╭─ RECORDED DATA

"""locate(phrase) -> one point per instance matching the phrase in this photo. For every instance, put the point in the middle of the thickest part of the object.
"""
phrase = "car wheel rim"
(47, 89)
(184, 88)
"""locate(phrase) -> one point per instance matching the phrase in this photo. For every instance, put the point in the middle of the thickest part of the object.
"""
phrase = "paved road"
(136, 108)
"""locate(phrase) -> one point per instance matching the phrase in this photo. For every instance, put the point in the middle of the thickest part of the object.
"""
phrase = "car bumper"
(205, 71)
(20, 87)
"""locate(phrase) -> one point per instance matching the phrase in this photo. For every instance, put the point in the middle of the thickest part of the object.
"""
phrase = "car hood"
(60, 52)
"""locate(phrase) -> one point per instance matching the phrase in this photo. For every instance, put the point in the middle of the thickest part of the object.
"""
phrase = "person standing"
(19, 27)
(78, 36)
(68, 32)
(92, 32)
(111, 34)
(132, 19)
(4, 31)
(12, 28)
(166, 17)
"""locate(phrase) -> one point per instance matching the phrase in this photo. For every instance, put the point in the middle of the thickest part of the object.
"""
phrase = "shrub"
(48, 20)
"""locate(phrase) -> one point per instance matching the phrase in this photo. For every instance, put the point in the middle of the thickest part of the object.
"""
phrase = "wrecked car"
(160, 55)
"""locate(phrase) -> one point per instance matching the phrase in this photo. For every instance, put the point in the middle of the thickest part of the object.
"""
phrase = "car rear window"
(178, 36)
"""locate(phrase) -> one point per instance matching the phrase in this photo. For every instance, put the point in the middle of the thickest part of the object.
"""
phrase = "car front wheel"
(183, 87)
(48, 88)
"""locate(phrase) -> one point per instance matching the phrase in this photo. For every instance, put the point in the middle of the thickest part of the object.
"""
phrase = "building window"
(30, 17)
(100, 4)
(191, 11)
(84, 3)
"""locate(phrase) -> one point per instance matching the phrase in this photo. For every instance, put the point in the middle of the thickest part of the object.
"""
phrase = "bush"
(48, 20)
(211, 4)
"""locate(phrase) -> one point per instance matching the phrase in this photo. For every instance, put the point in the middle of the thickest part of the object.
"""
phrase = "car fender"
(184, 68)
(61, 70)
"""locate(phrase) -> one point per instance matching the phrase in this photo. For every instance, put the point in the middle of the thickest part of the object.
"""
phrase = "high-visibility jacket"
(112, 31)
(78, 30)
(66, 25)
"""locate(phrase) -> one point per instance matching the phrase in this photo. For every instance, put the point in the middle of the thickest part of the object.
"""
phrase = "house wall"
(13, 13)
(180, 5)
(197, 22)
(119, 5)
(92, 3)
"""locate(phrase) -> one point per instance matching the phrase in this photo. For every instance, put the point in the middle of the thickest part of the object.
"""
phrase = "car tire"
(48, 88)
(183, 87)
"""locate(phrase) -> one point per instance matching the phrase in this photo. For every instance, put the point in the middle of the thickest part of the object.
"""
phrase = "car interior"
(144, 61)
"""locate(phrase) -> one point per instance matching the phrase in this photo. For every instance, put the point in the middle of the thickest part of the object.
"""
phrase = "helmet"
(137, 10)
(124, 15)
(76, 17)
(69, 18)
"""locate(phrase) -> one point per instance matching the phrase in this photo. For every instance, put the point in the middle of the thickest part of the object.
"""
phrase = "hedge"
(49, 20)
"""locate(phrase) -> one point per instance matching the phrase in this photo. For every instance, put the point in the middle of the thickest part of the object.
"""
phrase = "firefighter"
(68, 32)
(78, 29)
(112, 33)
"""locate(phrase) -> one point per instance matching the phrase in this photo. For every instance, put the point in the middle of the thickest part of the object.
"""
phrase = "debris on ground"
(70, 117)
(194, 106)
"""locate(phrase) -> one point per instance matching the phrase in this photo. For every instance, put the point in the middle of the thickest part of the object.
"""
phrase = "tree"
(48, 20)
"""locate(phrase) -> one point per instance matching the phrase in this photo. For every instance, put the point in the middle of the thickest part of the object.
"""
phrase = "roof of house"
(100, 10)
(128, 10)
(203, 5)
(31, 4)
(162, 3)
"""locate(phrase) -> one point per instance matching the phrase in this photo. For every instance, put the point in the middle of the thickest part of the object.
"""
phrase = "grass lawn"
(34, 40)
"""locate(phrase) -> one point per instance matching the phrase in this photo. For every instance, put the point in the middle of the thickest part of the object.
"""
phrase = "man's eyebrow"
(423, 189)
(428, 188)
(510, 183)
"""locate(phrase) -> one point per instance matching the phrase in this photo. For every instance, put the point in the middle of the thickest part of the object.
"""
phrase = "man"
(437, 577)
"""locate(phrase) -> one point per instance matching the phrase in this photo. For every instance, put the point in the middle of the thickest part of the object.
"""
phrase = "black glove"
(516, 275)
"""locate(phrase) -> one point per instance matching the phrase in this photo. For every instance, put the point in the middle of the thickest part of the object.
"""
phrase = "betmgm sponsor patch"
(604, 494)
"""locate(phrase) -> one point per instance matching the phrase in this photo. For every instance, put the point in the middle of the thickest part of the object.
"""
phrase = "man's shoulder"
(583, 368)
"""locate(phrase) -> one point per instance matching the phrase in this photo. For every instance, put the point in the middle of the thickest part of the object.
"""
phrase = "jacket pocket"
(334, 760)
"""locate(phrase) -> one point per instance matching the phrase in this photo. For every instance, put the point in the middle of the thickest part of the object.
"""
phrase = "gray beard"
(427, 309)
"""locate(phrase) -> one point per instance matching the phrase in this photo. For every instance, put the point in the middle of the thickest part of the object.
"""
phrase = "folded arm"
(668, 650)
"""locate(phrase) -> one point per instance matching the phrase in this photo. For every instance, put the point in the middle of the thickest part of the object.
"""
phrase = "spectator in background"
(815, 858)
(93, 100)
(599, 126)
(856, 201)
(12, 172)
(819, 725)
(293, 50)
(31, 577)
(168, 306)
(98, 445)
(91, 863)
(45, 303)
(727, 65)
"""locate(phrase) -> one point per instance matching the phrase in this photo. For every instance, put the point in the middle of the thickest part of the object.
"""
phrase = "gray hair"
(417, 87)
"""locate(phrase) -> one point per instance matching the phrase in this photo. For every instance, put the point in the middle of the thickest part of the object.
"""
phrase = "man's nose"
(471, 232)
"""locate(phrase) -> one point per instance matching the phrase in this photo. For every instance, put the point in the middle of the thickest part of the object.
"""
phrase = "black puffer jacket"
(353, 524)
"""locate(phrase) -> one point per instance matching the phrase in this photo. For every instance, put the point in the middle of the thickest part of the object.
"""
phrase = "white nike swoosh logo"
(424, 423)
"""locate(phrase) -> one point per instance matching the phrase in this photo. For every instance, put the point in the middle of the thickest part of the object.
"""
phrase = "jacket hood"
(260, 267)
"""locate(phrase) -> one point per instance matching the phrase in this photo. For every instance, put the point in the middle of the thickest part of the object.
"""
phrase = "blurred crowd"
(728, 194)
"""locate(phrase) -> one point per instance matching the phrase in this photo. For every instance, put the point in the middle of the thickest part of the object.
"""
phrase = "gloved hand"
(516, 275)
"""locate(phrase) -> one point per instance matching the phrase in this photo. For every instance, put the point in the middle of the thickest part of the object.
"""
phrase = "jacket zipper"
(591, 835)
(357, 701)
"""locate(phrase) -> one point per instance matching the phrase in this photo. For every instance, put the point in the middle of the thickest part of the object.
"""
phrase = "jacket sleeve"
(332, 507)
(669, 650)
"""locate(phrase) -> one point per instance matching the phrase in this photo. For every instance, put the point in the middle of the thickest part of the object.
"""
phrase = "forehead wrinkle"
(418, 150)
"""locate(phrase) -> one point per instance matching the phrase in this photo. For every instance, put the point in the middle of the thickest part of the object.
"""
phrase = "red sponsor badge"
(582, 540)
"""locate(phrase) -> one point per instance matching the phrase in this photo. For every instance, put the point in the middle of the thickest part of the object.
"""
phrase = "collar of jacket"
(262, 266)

╰─

TASK BRIEF: Reproduce the entries above exactly.

TASK ANSWER:
"""locate(phrase) -> one point per instance matching the phrase in this photo. For every instance, put the point in the middle of the thickest part of the object.
"""
phrase = "car wheel rim"
(47, 89)
(184, 88)
"""locate(phrase) -> one point per instance matching the phrase in this photo. For every instance, put the point in the middle of the thickest part of the object.
"""
phrase = "paved road"
(136, 108)
"""locate(phrase) -> one point per instance matching the phrase in this photo. For every instance, put the point in the middle of the thickest part of the object.
"""
phrase = "car bumper"
(205, 71)
(20, 87)
"""locate(phrase) -> one point per instance matching the phrase in this photo. For every instance, put the point in the middle of the thickest part of the object.
"""
phrase = "car hood"
(60, 52)
"""locate(phrase) -> one point per instance matching the phrase in this photo. For every instance, put the point in the middle of the thickest part of the object.
"""
phrase = "person standing"
(19, 27)
(78, 36)
(68, 32)
(92, 32)
(111, 34)
(132, 19)
(4, 31)
(12, 28)
(166, 17)
"""locate(phrase) -> one point per instance matching the phrase in this photo. For every instance, put the point in the middle of the thickest part of the object.
"""
phrase = "shrub"
(48, 20)
"""locate(phrase) -> one point per instance matching the phrase in this photo. For every instance, put the point in the middle of the thickest part of the object.
"""
phrase = "wrecked car"
(160, 55)
"""locate(phrase) -> one point per instance matching the phrase in this photo. For every instance, put the point in the middle of the thickest part of the object.
"""
phrase = "car rear window"
(178, 36)
"""locate(phrase) -> one point per instance matching the phrase in this photo. For every instance, put the point in the middle of the thickest part of the object.
"""
phrase = "car front wheel"
(183, 87)
(48, 88)
"""locate(phrase) -> one point per instance matching the phrase in this photo. For every instance, put the point in the middle of the thickest part of the object.
"""
phrase = "building window"
(30, 17)
(100, 4)
(191, 11)
(84, 3)
"""locate(phrase) -> one point per instance matching the phrase in this photo. For every instance, put the point in the middle of the thickest part of the object.
"""
phrase = "bush"
(48, 20)
(211, 4)
"""locate(phrase) -> one point per instance matching the phrase in this photo. For every instance, put the point in the middle of the thickest part of the object.
"""
phrase = "car fender"
(184, 68)
(61, 70)
"""locate(phrase) -> one point per instance matching the phrase in this photo. For every instance, put the point in the middle of the thickest part of the object.
"""
phrase = "high-visibility jacket"
(112, 31)
(78, 30)
(66, 25)
"""locate(phrase) -> one point per instance matching the phrase in this photo. For every instance, put the point in the middle of the thickest part of the object.
"""
phrase = "house wall"
(13, 13)
(180, 5)
(197, 22)
(119, 5)
(92, 3)
"""locate(phrase) -> one point per instance matching the phrase in this photo. For every instance, put the point in the middle of the thickest part of the object.
"""
phrase = "car tire"
(48, 88)
(183, 87)
"""locate(phrase) -> one point per instance matching the phrase in this photo. For every instance, put the point in the middle of the thickest part of the object.
"""
phrase = "car interior"
(144, 61)
"""locate(phrase) -> one point per instance matching the phrase in this photo. For every instance, put the point in the middle of the thickest part of the object.
"""
phrase = "helmet"
(137, 10)
(124, 15)
(76, 17)
(69, 18)
"""locate(phrase) -> one point per instance matching the phrase in this photo. For every instance, put the point in the middle of the thickest part of the object.
"""
phrase = "hedge"
(49, 20)
"""locate(phrase) -> one point per instance matching the phrase in this photo. For every instance, put the point in the middle of the thickest part of the object.
"""
phrase = "firefighter"
(68, 32)
(78, 29)
(112, 33)
"""locate(phrase) -> one point per instance matching the phrase in this photo. For every instance, put the point in the middle of the thickest part of the object.
"""
phrase = "debris on ground"
(70, 117)
(194, 106)
"""locate(phrase) -> one point per instance matching the phrase in this photo. For every instance, put the point in the middle of the thickest part of the object.
"""
phrase = "tree"
(48, 20)
"""locate(phrase) -> one point per instance matching the phrase in this photo. For every instance, put the point in the middle of the thickest part of the object.
"""
phrase = "roof of house"
(100, 10)
(128, 10)
(203, 5)
(31, 4)
(162, 3)
"""locate(phrase) -> one point per instance matching the phrase in this photo. For every instance, put the point in the middle of the thickest part of the object.
"""
phrase = "grass lawn"
(34, 40)
"""locate(phrase) -> one point per instance matching the phrase in this photo. For every instance, put the point in the middle of the thickest part of the object.
"""
phrase = "man's eyebrow"
(423, 189)
(428, 188)
(510, 183)
"""locate(phrase) -> one point per instance matching the phrase in this photo. For every instance, put the point in the middle of the thickest part of the object.
"""
phrase = "man"
(437, 577)
"""locate(phrase) -> one point per instance matching the phrase in this photo. For every instance, put the point in the middle of the thickest part of the object.
"""
phrase = "black glove"
(516, 275)
"""locate(phrase) -> one point per instance matching the phrase in this photo. For every instance, put the point in the middle of the thickest part of the object.
"""
phrase = "betmgm sponsor patch"
(604, 494)
"""locate(phrase) -> one point per instance matching the phrase in this photo. For every instance, put the point in the middle of the thickest part of the object.
"""
phrase = "man's shoulder"
(583, 368)
"""locate(phrase) -> one point per instance matching the phrase in this photo. For every instance, put the point in the middle of the thickest part of the object.
"""
phrase = "jacket pocket"
(334, 760)
"""locate(phrase) -> one point per instance matching the phrase in this photo. For every instance, put the point in the middle of the thickest part of the object.
"""
phrase = "gray beard"
(427, 309)
"""locate(phrase) -> one point per instance matching the phrase in this photo. For every instance, put the point in the middle of the thickest part of the object.
"""
phrase = "folded arm"
(668, 650)
"""locate(phrase) -> one point per instance matching the phrase in this photo. For every instance, put the point in the middle of the thickest part of the object.
"""
phrase = "spectator in background"
(815, 858)
(93, 100)
(599, 126)
(856, 201)
(12, 172)
(819, 725)
(293, 50)
(31, 577)
(168, 306)
(98, 445)
(91, 863)
(45, 303)
(727, 65)
"""locate(phrase) -> one point per instance matching the phrase in this photo. For every instance, put the point in the middle of the thickest part of the object.
"""
phrase = "gray hair"
(417, 87)
"""locate(phrase) -> one point per instance matching the phrase in this photo. For every instance, put the point in the middle of the thickest part of the object.
"""
phrase = "man's nose"
(471, 232)
"""locate(phrase) -> one point per instance matching the phrase in this photo. For every instance, put the point in the middle of the thickest part of the object.
"""
phrase = "black puffer jacket"
(353, 524)
"""locate(phrase) -> one point per instance matching the phrase in this photo. For every instance, put the point in the middle of the thickest part of the object.
"""
phrase = "white nike swoosh logo"
(424, 423)
"""locate(phrase) -> one point per instance matching the phrase in this photo. For every instance, put the point in the middle of the thickest part of the object.
"""
phrase = "jacket hood"
(260, 267)
"""locate(phrase) -> one point per instance matching the phrase in this photo. For every instance, put the point in the middle of the thickest part of the object.
"""
phrase = "blurred crowd"
(728, 194)
"""locate(phrase) -> one point per instance matching the phrase in this photo. For every instance, put the point in the middle of the thickest part of the object.
"""
phrase = "gloved hand"
(516, 275)
"""locate(phrase) -> one point per instance matching the phrase in this photo. For every instance, put the point in the middle of the thickest part of the object.
"""
phrase = "jacket zipper"
(591, 835)
(357, 701)
"""locate(phrase) -> one point per instance matching the phrase in this photo. For every instance, put the point in the middle of the thickest part of the object.
"""
phrase = "jacket sleeve"
(332, 507)
(669, 650)
"""locate(phrase) -> one point per instance matching the phrase in this photo. For every instance, put the point in the middle of the thickest part of the object.
"""
phrase = "forehead wrinkle"
(418, 150)
"""locate(phrase) -> one point per instance matching the phrase in this photo. For every instance, put the point in the middle of the thickest part of the object.
"""
phrase = "red sponsor badge"
(582, 540)
"""locate(phrase) -> one point per instance matching the phrase in this photo. For every instance, put the point in the middle of the thickest part of the object.
"""
phrase = "collar of jacket"
(262, 266)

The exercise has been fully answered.